* _Given request_: Reproduce word for word the stretch of the diode voltage problem from "Temperature T = 300°K" through "increased to 1mA.".

* _Document segment_:

==========

Question

If a diode at 300°K with a constant bias current of 100μA has a forward voltage of 700mV across it, what will the voltage drop across this same diode be if the bias current is increased to 1mA? g

Answer 1

Answer:

the voltage drop across this same diode will be 760 mV

Explanation:

Given that:

Temperature T = 300°K

current $I_1$ = 100 μA

current $I_2$ = 1 mA

forward voltage $V_r$ = 700 mV = 0.7 V

To objective is to find the voltage drop across this same diode  if the bias current is increased to 1mA.

Using the formula:

$I = I_o \begin {pmatrix} e^{\dfrac{V_r}{nv_T}-1} \end {pmatrix}$

$I_1 = I_o \begin {pmatrix} e^{\dfrac{V_r}{nv_T}-1} \end {pmatrix}$

where;

$V_r$ = 0.7

$I_1 = I_o \begin {pmatrix} e^{\dfrac{0.7}{nv_T}-1} \end {pmatrix}$

$I_2 = I_o \begin {pmatrix} e^{\dfrac{V_r'}{nv_T}-1} \end {pmatrix}$

$\dfrac{I_1}{I_2} = \dfrac{ I_o \begin {pmatrix} e^{\dfrac{0.7}{nv_T}-1} \end {pmatrix} }{ I_o \begin {pmatrix} e^{\dfrac{V_r'}{nv_T}-1} \end {pmatrix} }$

$\dfrac{100 \ \mu A}{1 \ mA} = \dfrac{ \begin {pmatrix} e^{\dfrac{0.7}{nv_T}-1} \end {pmatrix} }{ \begin {pmatrix} e^{\dfrac{V_r'}{nv_T}-1} \end {pmatrix} }$

Suppose n = 1

$V_T = \dfrac{T}{11600} \\ \\ V_T = \dfrac{300}{11600} \\ \\ V_T = 25. 86 \ mV$

Then;

$e^{\dfrac{V_r'}{nv_T}-1} = 10 \begin {pmatrix} e ^{\dfrac{ 0.7} { nV_T} -1} \end {pmatrix}$

$e^{\dfrac{V_r'}{nv_T}-1} = 10 \begin {pmatrix} e ^{\dfrac{ 0.7} { 25.86} -1} \end {pmatrix}$

$e^{\dfrac{V_r'}{nv_T}-1} = 5.699 \times 10^{12}$

${e^\dfrac{V_r'}{nv_T}} = 5.7 \times 10^{12}$

${\dfrac{V_r'}{nv_T}} =log_{e ^{5.7 \times 10^{12}}}$

${\dfrac{V_r'}{nv_T}} =29.37$

$V_r'=29.37 \times nV_T$

$V_r'=29.37 \times 25.86$

$V_r'=759.5 \ mV$

$Vr' \simeq$ 760 mV

Thus, the voltage drop across this same diode will be 760 mV

==========

* _Rows_:
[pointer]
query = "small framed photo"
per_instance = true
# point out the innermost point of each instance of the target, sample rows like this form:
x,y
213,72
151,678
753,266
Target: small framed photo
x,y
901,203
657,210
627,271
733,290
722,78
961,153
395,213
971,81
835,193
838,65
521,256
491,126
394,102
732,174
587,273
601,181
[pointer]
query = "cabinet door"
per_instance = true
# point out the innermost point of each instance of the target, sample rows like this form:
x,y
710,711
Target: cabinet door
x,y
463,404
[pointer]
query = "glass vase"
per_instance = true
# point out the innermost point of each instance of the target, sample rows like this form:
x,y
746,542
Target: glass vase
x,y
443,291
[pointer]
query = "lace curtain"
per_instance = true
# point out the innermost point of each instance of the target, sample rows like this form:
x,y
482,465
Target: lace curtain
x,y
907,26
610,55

==========

* _Output of the task_:
Temperature T = 300°K

current $I_1$ = 100 μA

current $I_2$ = 1 mA

forward voltage $V_r$ = 700 mV = 0.7 V

To objective is to find the voltage drop across this same diode  if the bias current is increased to 1mA.